• [DOCUMENT SEGMENT]
==========

# Rear seat belt - arrrrrgggggg



## vwsnaps (Jan 2, 2000)

I know that I had asked previous owner if all seat belts work, as I have kids. Well today I am ready to start using the QSW as a daily driver and realize the rear passenger side seat belt it TIGHT and will not release.. I remove the bolt from the lower part in an attempt to see if I loosen up the tension it will in fact work – well that is not the case – if I feed it into the rear seat then it just stays..

Anyone remove the rear seat belt from a wagon? Its part of the rear seat? Do I have to buy a complete rear half seat? How frustrating, I am suppose to drive kids to school in the morning, kinda hard to do that with a non working seat belt.

Suggestions?


----------



## bimrpwr (Jun 9, 2008)

If i remember right it isnt part of the rear seat. You should be able to remove it with no problem. I can look at it tonight when i get home from work.

==========

• [ENTRIES PROVIDED]
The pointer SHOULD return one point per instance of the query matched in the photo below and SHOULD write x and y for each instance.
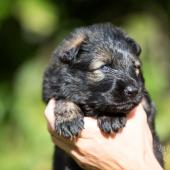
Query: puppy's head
(103, 68)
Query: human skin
(129, 149)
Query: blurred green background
(29, 32)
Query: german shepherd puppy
(96, 71)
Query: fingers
(49, 114)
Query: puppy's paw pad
(111, 124)
(118, 123)
(70, 127)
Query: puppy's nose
(131, 91)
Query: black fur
(96, 72)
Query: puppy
(96, 71)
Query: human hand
(129, 149)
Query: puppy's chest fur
(96, 71)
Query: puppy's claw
(69, 128)
(111, 124)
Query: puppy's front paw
(69, 127)
(69, 119)
(111, 124)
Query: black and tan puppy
(96, 71)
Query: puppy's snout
(131, 91)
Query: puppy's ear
(69, 56)
(71, 47)
(135, 47)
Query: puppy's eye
(137, 68)
(105, 68)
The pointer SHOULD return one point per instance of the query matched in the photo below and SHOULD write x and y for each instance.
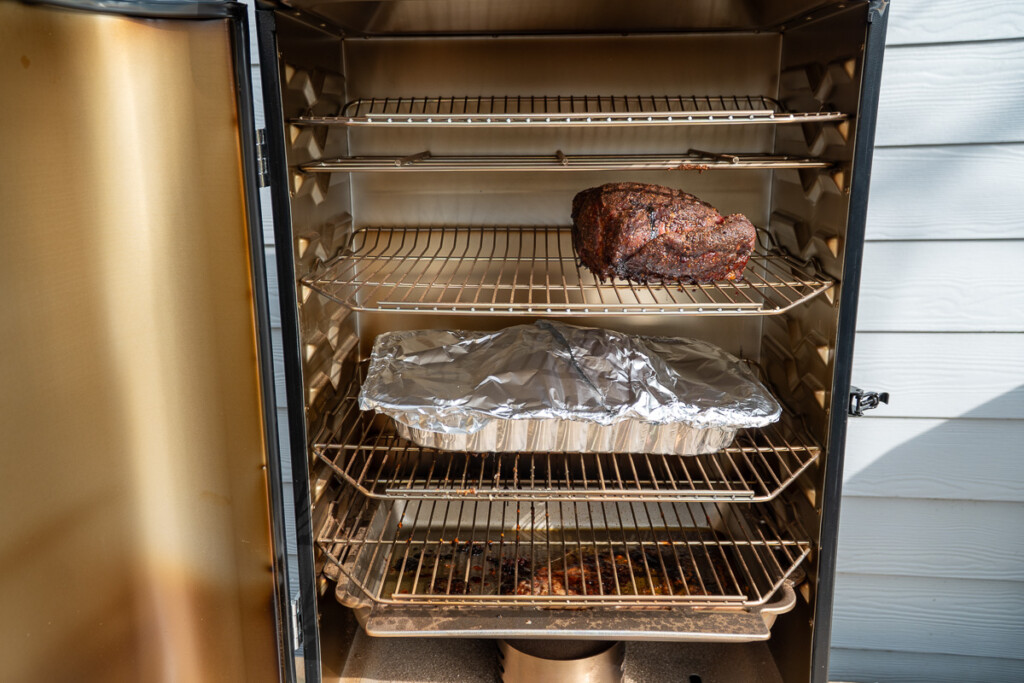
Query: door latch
(861, 400)
(296, 627)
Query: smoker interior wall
(821, 67)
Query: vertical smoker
(422, 157)
(431, 152)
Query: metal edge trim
(278, 168)
(201, 9)
(828, 535)
(239, 22)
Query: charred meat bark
(650, 232)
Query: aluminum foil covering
(550, 386)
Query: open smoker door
(141, 536)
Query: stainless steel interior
(429, 188)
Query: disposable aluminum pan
(555, 387)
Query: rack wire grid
(368, 456)
(510, 270)
(543, 111)
(691, 161)
(562, 554)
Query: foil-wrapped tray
(555, 387)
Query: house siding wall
(931, 578)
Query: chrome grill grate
(558, 554)
(541, 111)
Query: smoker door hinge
(861, 400)
(262, 159)
(296, 627)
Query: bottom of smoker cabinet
(352, 656)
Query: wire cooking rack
(381, 465)
(564, 554)
(691, 161)
(509, 270)
(541, 111)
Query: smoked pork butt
(647, 232)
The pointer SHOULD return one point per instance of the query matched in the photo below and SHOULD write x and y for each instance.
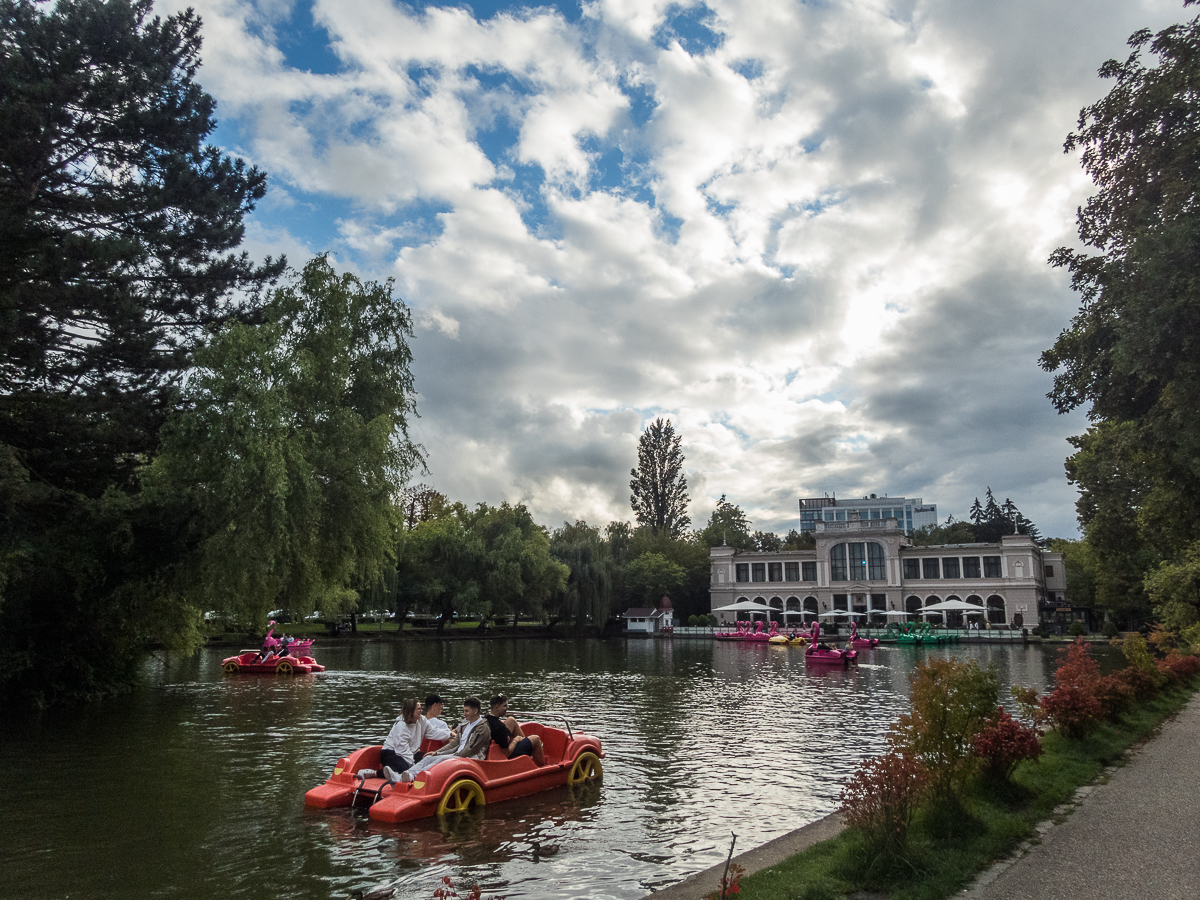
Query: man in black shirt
(507, 732)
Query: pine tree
(659, 489)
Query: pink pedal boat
(820, 654)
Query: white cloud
(817, 243)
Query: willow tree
(659, 489)
(293, 445)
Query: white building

==========

• [YOUR OBJECTIVE] Pick up the forum thread about the stuck rear seat belt after its last post and keep it going.

• [WRITTEN RESPONSE]
Also i found a 84 Wagon TD and the guy wants like 500 for it. Has front end damage. Engine ran strong 5yrs ago. If you want info i can send to you. It does have some mice damage i am sure as there was nest in the glove box and look like they got in the headliner...No sunroof either and black leather interior and door cards seamed to be in real good shape. He has all the fenders and new hood, rad support and so on.


----------



## vwsnaps (Jan 2, 2000)

after messing with it, it released itself..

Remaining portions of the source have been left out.